**Problems to work on**
1. In the article on artificial intelligence's rise to singularity in TV and movies, by what year does Louis Del Monte say humans will stop being the dominating lifeform on the planet?
2. Carry on the article about artificial intelligence's rise to singularity in TV and movies, picking up right after its last sentence.

**Selected text**
%%

Artificial Intelligence & Robots' Rise to Singularity Is Happening Now in TV and Movies
So... according to Louis Del Monte — physicist, entrepreneur, and author of The Artificial Intelligence Revolution — humans will no longer be the dominating lifeform on the planet by 2045. That honor will be bestowed upon artificial intelligence, or A.I.: essentially computers and robots. And that might just spell trouble for humanity. If all of this news smacks of science fiction storytelling of the televised and cinematic order, you're not alone, as Del Monte's theories are rife with points we've already seen play out in those two mediums.
Essentially, Del Monte is pitching to us a worldview that's already been seen in films like Transcendence, A.I., and I, Robot, and television programs like Almost Human and Doctor Who — just to name a few. In Del Monte's view, it's not so much a possibility as it is an inevitability that at some point in the future, machine intelligence will outmatch all human intelligence in the world, combined. (Go ahead, cue the full-body chills and creepy musical accompaniment.)

%%

**Data listing**
%%

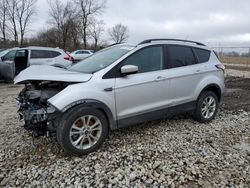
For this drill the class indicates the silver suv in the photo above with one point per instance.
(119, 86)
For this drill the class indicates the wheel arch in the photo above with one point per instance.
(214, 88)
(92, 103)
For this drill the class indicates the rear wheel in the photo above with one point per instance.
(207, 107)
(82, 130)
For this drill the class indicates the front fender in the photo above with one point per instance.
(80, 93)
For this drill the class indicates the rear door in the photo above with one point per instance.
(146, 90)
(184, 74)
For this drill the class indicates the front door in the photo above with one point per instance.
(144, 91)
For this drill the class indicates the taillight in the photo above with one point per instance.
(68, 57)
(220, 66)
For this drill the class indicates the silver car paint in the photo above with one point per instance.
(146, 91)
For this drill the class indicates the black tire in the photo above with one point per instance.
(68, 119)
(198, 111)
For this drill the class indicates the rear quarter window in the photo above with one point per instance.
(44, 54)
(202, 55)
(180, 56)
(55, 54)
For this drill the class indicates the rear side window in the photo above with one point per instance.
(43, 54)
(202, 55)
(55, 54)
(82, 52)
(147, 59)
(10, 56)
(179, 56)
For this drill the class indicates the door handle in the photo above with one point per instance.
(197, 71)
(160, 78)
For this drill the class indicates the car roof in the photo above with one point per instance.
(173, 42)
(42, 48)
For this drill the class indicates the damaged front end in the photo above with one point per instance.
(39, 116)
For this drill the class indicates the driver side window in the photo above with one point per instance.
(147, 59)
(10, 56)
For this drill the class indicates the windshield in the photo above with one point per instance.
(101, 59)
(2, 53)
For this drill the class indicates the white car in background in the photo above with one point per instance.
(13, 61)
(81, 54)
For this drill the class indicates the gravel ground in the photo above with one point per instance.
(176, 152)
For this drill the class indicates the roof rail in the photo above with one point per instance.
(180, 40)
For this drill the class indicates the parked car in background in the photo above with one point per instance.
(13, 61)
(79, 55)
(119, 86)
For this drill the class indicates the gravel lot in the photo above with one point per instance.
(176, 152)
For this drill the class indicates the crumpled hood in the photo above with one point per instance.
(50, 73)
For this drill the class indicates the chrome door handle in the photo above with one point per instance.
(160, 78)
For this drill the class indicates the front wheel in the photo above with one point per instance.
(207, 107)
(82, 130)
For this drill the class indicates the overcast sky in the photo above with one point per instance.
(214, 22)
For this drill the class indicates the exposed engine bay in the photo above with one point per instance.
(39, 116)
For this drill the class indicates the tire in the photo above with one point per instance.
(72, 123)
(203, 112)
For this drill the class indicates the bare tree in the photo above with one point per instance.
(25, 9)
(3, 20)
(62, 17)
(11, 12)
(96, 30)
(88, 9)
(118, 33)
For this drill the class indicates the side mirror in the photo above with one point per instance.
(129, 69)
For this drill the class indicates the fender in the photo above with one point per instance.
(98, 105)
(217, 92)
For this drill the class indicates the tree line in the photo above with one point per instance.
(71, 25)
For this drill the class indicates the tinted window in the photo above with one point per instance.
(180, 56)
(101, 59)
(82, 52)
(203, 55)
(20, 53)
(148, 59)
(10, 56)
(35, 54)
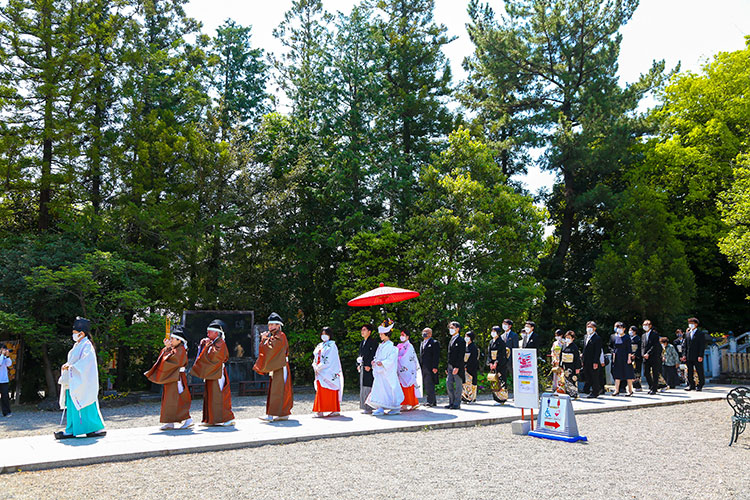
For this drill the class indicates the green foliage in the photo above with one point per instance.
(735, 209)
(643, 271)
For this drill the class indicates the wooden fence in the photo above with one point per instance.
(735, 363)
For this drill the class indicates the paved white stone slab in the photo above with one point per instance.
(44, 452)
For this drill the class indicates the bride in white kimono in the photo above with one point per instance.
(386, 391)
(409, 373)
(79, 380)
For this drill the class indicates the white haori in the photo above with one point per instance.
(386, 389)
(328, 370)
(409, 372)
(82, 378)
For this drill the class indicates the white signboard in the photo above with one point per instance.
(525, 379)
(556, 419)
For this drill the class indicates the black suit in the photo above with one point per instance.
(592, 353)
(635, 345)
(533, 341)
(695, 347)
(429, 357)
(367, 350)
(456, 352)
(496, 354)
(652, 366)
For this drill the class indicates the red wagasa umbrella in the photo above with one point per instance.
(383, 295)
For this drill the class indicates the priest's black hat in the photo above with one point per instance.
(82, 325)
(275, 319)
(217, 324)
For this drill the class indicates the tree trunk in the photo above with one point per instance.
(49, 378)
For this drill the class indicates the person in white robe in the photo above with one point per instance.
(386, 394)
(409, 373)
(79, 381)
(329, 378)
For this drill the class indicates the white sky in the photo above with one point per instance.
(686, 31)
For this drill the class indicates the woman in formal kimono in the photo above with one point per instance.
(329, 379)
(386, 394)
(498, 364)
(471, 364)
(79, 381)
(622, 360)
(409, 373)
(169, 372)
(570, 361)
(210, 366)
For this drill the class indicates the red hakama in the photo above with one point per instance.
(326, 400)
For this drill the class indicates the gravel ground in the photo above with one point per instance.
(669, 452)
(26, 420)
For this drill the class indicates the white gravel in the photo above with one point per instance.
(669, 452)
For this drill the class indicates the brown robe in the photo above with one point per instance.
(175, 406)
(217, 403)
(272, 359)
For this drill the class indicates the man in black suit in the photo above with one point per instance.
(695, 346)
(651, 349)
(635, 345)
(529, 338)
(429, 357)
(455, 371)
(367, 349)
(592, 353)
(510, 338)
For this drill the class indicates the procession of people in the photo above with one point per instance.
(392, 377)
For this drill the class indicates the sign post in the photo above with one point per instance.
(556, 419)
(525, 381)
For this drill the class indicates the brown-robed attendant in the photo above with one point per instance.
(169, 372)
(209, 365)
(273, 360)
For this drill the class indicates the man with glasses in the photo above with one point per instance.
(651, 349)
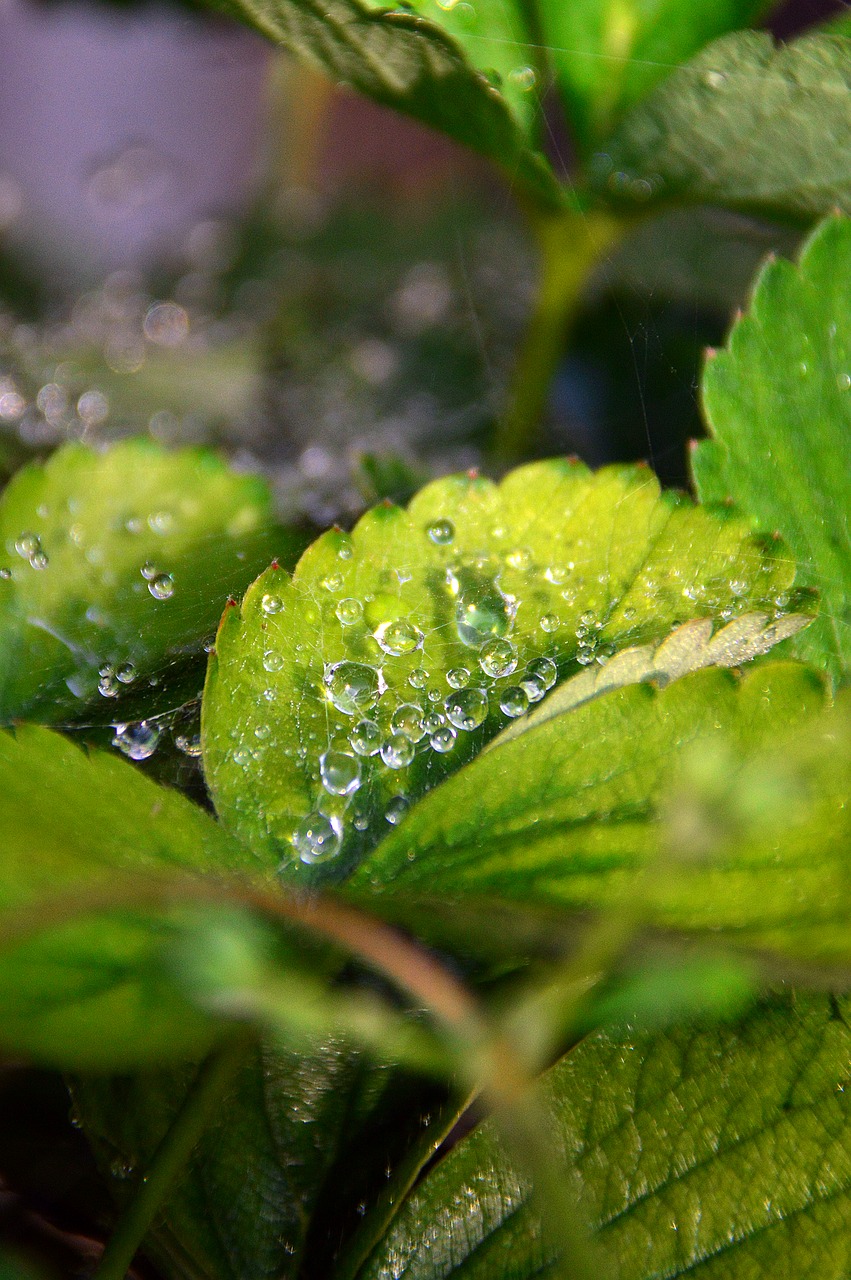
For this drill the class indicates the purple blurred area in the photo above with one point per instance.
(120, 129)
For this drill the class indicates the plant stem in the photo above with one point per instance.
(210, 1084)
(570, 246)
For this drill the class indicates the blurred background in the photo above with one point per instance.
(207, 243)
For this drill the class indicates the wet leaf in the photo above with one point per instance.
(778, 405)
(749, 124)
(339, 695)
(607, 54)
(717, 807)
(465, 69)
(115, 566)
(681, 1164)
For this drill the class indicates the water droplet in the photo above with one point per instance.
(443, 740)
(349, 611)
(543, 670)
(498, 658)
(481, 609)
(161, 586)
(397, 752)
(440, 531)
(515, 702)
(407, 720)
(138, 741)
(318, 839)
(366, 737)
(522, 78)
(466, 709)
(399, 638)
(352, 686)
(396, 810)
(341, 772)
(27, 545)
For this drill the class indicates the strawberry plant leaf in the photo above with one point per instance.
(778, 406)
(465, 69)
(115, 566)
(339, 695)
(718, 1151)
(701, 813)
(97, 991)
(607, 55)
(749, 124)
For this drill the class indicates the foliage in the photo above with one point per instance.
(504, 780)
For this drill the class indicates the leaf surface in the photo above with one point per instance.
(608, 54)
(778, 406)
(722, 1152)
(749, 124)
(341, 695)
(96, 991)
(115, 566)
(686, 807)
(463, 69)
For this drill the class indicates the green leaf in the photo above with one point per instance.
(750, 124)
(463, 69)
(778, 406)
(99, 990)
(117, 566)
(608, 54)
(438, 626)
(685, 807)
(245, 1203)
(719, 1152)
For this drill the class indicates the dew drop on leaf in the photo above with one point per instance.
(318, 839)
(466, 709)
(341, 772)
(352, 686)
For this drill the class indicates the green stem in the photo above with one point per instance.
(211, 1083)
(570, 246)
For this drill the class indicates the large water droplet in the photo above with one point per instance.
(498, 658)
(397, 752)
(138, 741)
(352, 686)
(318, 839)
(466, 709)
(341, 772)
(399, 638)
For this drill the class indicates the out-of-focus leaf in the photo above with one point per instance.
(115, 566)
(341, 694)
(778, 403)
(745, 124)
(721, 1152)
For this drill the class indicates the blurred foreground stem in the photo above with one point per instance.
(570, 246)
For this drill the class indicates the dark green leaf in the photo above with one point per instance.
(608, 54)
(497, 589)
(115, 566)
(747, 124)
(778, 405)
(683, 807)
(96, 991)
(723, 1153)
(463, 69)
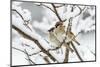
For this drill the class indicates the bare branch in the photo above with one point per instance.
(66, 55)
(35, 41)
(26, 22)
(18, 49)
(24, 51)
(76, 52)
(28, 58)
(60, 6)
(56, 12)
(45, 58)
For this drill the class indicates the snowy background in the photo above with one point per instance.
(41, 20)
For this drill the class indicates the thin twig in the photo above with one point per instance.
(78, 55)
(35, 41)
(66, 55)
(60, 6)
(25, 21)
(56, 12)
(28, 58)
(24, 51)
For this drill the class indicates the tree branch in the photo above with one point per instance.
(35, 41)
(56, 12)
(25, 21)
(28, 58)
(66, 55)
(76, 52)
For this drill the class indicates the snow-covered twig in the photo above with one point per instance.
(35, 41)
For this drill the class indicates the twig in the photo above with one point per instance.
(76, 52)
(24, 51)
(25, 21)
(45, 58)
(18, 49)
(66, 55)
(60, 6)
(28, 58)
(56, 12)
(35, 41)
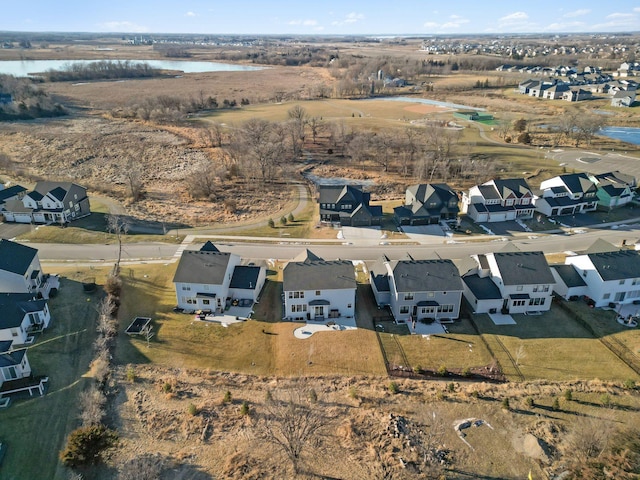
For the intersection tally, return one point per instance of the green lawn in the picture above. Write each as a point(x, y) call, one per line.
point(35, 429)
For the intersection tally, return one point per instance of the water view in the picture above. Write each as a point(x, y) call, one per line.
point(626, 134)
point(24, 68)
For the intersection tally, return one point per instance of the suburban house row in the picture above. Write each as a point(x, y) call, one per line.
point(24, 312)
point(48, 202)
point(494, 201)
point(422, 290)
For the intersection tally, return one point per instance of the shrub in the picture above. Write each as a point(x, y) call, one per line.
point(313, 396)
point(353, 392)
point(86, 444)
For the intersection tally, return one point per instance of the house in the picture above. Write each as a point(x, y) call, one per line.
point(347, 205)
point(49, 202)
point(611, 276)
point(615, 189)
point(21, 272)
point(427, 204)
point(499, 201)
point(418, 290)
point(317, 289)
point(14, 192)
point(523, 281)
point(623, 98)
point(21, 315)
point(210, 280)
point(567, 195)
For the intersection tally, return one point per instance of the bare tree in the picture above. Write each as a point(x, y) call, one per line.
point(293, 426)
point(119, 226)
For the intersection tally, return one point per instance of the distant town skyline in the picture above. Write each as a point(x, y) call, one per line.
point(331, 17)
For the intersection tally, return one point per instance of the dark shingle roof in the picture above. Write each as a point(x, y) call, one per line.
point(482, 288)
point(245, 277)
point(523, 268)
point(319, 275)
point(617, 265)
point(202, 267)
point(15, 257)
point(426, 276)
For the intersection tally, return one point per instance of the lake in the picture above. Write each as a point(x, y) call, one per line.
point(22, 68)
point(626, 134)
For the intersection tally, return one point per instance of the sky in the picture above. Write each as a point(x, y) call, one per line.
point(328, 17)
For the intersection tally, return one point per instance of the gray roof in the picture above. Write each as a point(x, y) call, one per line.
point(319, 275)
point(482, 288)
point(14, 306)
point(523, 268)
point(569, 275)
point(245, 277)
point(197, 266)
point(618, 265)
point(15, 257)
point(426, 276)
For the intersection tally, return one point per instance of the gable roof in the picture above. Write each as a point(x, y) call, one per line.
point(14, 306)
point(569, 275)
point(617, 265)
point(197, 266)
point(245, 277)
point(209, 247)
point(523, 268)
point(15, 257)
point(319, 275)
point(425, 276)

%%

**Answers per task**
1. 2045

2.
"In the early part of the post-singularity world, one scenario is that the machines will seek to turn humans into cyborgs," explained Del Monte. Which — if you're even a passing fan of BBC's Doctor Who, one thing crosses your mind: the Cybermen.
A race of humanoids that were "cyber-converted" or, in later episodes, "upgraded" to become cyborgs, the Cybermen lack individuality, names, and emotions as they were viewed as a weakness of humanity that needed to be fixed. It was all done for a perceived good — so that human information and history would never be lost — but the removal of humans' physical and emotional weaknesses proves time and time again on the show that it's not exactly the best answer, either, even if immortality's allure pulls strong.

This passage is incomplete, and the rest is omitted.